> _SELECTED TEXT_:
────────────────
17. THE END OF AN ERA

17. THE END OF AN ERA

Most of us thoroughly enjoyed our life in the bush stations though there were a few who moaned incessantly. There was little sympathy for them because it was felt that they should not have joined Intaf knowing they were going to spend most of their life in the bush. The moaning wives were a problem too - they hadn't chosen a lonely existence but tolerated it out of love for their husbands. I was very lucky in that my wife, Judy, despite having grown up in the big city of Durban, took at once to small town life.

We started our married life in Gwanda in the Matabeleland South province and Judy had to get used to my frequent absences on patrol, absences which in some cases, as I have described earlier, were protacted by hunting trips, canoe safaris and such like. She was very tolerant but became a little impatient when I had to leave her at home on the frequent occasions when I had to take stock or take the minutes at meetings of the Gwanda club. However, our social life revolved around our club and our circle of young married friends. We played tennis every Saturday and on Saturday evenings we used to gather at the Mount Cazalet Hotel for the weekly film. Our two babies slept in the back of the station wagon parked outside the hotel, as did the children of other young couples and there was never any trouble - just imagine doing that now!

After four and a half very happy years at Gwanda where I was Assistant Native Commissioner we were transferred at very short notice to Gutu, 100 kilometres from Masvingo. What a traumatic experience one's first transfer is! When I was a bachelor I was transferred many times, and just used to rail my bed, chair, radiogram, trunk and suitcase to the place where I was going, mount my motor cycle and go. As a family man, things were very different, as anyone who has undergone a transfer will know.

After two years at Gutu we planned our first really long leave of three months, and made all the arrangements. One day the Chief Native Commissioner Mr S E Morris visited the station and in the absence of the Native Commissioner we entertained him to lunch. Stan Morris was a most impressive character, almost God to a young Assistant Native Commissioner. Almost his first words to me were predictably "How are you, Hemans?" My reply equally predictable was "Fine thank you, Sir". His next words were totally unpredictable and most upsetting, "Well, if you are fine, you don't need your leave. I'm cancelling it and transferring you to Karoi as Acting Native Commissioner". After the initial shock, we still managed to feed him and compromised on one month's leave before transfer.
────────────────
> _EXTRACTED INFORMATION_:

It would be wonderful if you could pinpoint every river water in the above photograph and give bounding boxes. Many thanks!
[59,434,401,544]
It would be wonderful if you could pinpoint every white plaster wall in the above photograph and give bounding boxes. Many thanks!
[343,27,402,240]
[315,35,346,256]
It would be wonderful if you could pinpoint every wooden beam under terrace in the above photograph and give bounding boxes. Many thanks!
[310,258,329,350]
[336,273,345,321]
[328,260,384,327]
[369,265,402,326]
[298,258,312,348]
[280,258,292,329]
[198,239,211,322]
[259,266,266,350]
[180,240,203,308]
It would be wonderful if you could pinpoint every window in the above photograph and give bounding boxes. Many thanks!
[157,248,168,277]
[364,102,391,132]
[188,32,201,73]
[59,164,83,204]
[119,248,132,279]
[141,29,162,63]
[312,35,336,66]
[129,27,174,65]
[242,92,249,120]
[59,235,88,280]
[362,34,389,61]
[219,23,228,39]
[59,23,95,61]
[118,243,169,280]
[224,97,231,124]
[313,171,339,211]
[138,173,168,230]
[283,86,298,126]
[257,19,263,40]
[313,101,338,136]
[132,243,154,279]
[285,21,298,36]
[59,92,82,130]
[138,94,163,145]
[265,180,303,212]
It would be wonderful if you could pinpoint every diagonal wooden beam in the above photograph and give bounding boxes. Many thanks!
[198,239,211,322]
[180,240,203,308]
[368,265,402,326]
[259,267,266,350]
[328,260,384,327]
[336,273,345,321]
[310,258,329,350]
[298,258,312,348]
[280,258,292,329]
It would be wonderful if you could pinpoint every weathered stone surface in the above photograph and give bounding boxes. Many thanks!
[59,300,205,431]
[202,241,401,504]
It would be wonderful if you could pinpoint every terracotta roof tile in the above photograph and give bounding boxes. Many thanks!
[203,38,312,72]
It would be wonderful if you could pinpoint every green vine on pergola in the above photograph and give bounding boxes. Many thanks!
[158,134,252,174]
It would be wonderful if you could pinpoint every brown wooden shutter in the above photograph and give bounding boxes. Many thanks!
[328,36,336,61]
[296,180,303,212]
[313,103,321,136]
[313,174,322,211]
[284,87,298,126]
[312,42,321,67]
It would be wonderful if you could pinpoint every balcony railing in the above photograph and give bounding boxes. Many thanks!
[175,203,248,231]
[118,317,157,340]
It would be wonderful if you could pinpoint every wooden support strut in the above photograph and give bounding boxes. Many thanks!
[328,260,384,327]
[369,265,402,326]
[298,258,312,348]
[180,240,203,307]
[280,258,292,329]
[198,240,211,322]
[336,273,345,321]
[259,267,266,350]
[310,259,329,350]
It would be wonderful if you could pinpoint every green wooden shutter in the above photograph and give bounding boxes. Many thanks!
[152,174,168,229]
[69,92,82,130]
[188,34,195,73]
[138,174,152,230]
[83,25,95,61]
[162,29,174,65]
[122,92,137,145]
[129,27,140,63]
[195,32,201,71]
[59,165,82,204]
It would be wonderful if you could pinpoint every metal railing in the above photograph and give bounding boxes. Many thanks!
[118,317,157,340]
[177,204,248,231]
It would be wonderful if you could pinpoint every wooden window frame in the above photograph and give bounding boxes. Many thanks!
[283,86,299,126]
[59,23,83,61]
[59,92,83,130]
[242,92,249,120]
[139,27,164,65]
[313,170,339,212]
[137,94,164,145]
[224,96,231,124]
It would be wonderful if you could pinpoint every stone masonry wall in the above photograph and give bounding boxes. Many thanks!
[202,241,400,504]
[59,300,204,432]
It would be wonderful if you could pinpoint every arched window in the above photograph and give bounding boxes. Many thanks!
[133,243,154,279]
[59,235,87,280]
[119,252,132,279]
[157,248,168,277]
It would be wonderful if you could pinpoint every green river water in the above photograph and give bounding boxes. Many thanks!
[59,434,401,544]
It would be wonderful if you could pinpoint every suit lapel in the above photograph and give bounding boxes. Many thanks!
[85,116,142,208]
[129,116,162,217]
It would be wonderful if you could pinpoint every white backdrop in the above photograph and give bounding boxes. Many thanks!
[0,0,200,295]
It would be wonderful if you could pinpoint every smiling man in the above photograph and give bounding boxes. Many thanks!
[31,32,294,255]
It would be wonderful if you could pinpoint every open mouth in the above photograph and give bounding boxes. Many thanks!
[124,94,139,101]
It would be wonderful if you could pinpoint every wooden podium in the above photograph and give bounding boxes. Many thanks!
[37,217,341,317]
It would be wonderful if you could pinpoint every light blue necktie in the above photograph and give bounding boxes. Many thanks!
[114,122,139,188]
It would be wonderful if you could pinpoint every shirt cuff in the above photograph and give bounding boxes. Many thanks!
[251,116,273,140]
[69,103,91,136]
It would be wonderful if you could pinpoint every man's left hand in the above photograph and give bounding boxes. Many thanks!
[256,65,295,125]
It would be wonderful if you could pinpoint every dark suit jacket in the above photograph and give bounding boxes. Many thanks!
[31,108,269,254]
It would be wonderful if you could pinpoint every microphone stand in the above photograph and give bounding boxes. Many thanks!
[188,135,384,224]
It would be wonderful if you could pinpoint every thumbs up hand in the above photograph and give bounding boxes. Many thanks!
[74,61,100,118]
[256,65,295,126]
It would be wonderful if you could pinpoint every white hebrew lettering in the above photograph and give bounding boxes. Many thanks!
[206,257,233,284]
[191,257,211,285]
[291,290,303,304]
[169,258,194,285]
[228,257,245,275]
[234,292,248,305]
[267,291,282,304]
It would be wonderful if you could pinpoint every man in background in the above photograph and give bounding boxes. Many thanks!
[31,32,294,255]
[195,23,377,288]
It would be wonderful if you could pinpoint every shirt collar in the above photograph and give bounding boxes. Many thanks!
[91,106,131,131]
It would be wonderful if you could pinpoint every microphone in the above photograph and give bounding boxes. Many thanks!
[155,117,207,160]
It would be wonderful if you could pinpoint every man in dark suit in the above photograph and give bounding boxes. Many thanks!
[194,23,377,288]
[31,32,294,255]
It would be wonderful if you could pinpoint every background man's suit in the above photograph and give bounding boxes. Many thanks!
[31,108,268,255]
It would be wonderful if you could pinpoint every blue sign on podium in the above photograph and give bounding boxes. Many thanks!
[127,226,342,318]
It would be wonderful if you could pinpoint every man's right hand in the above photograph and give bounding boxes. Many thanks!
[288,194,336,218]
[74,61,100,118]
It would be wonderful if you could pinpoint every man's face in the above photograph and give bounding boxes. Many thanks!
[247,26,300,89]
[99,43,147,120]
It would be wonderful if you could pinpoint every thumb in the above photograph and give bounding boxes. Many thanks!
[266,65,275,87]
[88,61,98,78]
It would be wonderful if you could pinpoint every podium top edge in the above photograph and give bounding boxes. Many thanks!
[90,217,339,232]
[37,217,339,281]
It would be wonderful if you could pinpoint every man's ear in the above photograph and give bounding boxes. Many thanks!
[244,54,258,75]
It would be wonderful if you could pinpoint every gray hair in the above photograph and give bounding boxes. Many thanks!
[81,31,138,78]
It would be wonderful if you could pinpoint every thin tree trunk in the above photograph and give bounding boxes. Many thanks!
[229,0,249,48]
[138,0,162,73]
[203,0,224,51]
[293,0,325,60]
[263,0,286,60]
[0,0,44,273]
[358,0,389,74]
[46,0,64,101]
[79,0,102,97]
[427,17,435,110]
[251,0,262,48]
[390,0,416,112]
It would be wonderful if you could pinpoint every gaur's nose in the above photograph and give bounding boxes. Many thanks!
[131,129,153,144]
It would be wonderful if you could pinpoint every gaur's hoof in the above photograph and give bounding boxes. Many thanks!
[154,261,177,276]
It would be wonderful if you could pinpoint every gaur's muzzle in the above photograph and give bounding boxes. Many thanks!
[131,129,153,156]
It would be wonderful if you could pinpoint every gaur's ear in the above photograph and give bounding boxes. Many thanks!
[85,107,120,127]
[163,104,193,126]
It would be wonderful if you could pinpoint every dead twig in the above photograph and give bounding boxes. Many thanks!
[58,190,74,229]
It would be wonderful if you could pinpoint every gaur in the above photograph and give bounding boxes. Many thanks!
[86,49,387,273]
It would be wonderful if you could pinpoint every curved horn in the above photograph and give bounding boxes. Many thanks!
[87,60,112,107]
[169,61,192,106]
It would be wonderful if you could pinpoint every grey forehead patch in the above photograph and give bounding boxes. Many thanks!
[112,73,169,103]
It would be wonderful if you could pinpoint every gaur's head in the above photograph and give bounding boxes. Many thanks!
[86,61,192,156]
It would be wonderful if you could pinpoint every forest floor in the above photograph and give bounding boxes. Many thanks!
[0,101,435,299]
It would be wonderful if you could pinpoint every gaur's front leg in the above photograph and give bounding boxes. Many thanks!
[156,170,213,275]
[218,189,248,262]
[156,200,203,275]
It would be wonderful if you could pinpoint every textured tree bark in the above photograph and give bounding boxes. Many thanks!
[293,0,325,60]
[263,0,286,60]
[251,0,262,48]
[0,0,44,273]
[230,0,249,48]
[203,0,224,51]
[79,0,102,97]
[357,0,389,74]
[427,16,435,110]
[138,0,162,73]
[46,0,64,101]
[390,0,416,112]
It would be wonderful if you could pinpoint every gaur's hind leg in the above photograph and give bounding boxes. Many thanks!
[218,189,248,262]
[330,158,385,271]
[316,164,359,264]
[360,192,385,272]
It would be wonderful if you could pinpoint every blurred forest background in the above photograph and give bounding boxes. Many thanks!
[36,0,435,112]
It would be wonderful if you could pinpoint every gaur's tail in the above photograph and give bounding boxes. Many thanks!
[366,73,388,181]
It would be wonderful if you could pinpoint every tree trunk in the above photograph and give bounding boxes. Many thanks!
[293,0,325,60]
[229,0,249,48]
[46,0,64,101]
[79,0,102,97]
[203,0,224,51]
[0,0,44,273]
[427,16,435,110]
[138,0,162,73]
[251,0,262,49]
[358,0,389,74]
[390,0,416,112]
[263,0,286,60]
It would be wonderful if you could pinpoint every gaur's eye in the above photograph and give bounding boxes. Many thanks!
────────────────
> _WRITTEN REQUEST A_:
Answer these from the bush-station memoir, one line each, marked (i), (ii), (iii):
(i) In what city did Judy grow up?
(ii) How long did the writer spend at Gwanda, and in what post?
(iii) How far is Gutu from Masvingo?
> _WRITTEN REQUEST B_:
Recast the paragraph of the bush-station memoir that begins "After two years at Gutu" as a short bulleted list that keeps its main facts.
> _WRITTEN REQUEST C_:
Go on with the bush-station memoir from where it stops.

> _EXERCISE OUTPUT A_:
(i) Durban.
(ii) Four and a half years, as Assistant Native Commissioner.
(iii) 100 kilometers.

> _EXERCISE OUTPUT B_:
- After two years at Gutu, the writer and his wife planned their first long leave, three months, and made all the arrangements.
- Chief Native Commissioner S E Morris visited the station, and since the Native Commissioner was away, they gave him lunch.
- When the writer said he was fine, Morris canceled the leave and transferred him to Karoi as Acting Native Commissioner.
- After the shock, they still fed him, and the two sides settled on one month's leave before the transfer.

> _EXERCISE OUTPUT C_:
The long haul from Gutu to Karoi, now with three babies, was marked by the frequent escapes of our little flock of muscovy ducks from their cardboard box in which we had tried to secure them. By the time we reached Karoi the car was filled with floating feathers and we were all liberally spotted with evil smelling ordure.

The Native Commissioner of Urungwe District had since the establishment of the administration there, been stationed at Miami, a tiny village in the centre of the mica, graphite and other small mines in the pegmatite belt. With the development of the post war farming boom and the construction of the main road from Salisbury to Kariba, it had been decided to move the administration centre to Karoi. The last incumbent of the post had refused to move from Miami to Karoi and had been sent to Head Office for his sins while I was sent as Acting Native Commissioner. We moved into a brand new house in a bare piece of ground. It was wired for electricity but to our disappointment, after two years of gas and paraffin lighting and a wood stove and geyser at Gutu, we found we had to use the same at Karoi, and the kitchen was tiny and stinking hot when the Dover stove (not so welcome) was at full blast.

However, there is an element of romance in the ritual of lighting the lamps in the evening, specially when one had plenty of time. It was not quite so pleasant coming home late and groping around in the dark for the candles and matches preparatory to the lighting of various Tilly, Aladdin, Optimus and Cadac lamps, which, we had accumulated. We were seldom without hot water and were quite happy with our good old Rhodesian boiler based on a 44 gallon drum and lots of firewood.

In the smaller towns we always had the privilege of convict labour. In Gwanda and Wankie it was on an occassional basis, but in Karoi, Gutu and Essexvale it was on the basis of one or more men regularly every day. Even on Sundays they used to come and light the fire. Old colonial phraseology described the convicts as "bandits" and the trusted ones were allowed as garden workers to the staff and known as "tame bandits".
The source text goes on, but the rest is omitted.